--- start Available data ---
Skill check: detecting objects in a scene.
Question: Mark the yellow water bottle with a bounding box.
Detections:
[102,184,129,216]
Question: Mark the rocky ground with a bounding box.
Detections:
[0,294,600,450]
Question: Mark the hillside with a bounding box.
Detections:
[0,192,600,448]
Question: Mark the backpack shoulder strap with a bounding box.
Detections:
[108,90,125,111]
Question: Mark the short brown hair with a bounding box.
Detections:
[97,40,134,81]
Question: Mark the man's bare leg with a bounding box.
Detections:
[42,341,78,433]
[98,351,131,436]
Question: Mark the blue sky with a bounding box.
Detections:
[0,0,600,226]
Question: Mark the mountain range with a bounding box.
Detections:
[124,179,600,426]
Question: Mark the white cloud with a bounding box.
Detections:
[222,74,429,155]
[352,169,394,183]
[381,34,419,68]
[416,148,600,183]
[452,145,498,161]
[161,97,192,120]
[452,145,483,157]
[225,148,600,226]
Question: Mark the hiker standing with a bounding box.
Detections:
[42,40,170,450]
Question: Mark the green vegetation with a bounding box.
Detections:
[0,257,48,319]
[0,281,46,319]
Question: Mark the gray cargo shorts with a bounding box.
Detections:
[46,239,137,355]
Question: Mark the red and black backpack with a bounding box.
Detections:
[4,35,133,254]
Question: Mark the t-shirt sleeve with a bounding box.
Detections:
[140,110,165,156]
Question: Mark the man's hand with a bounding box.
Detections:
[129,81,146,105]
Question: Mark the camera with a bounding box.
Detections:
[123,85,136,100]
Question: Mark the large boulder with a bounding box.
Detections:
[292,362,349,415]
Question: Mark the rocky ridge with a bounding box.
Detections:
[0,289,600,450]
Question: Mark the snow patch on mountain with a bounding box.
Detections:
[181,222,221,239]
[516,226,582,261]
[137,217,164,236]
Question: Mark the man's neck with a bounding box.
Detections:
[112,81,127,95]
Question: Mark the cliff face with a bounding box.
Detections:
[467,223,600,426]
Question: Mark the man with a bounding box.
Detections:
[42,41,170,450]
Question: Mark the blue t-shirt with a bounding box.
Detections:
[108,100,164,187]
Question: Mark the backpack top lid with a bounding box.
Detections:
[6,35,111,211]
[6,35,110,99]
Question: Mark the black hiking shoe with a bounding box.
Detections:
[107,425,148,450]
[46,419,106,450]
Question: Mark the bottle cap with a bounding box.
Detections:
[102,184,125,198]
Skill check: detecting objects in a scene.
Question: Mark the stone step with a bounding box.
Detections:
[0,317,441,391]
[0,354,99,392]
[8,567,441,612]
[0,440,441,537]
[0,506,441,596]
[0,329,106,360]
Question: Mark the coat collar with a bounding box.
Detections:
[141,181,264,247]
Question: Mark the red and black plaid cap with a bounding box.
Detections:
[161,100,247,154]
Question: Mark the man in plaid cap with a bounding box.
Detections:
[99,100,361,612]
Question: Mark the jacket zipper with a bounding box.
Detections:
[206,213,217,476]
--- end Available data ---
-- The request --
Rewrite every line from the one that contains "Question: Mark the man in" through the last line above, raising each bounding-box coordinate in the answers by 74.

-- Solution to this problem --
Question: Mark the man in plaid cap with a bounding box.
Detections:
[173,174,435,686]
Question: Mark the jacket zipper with a bounding box.
Detections:
[280,287,291,550]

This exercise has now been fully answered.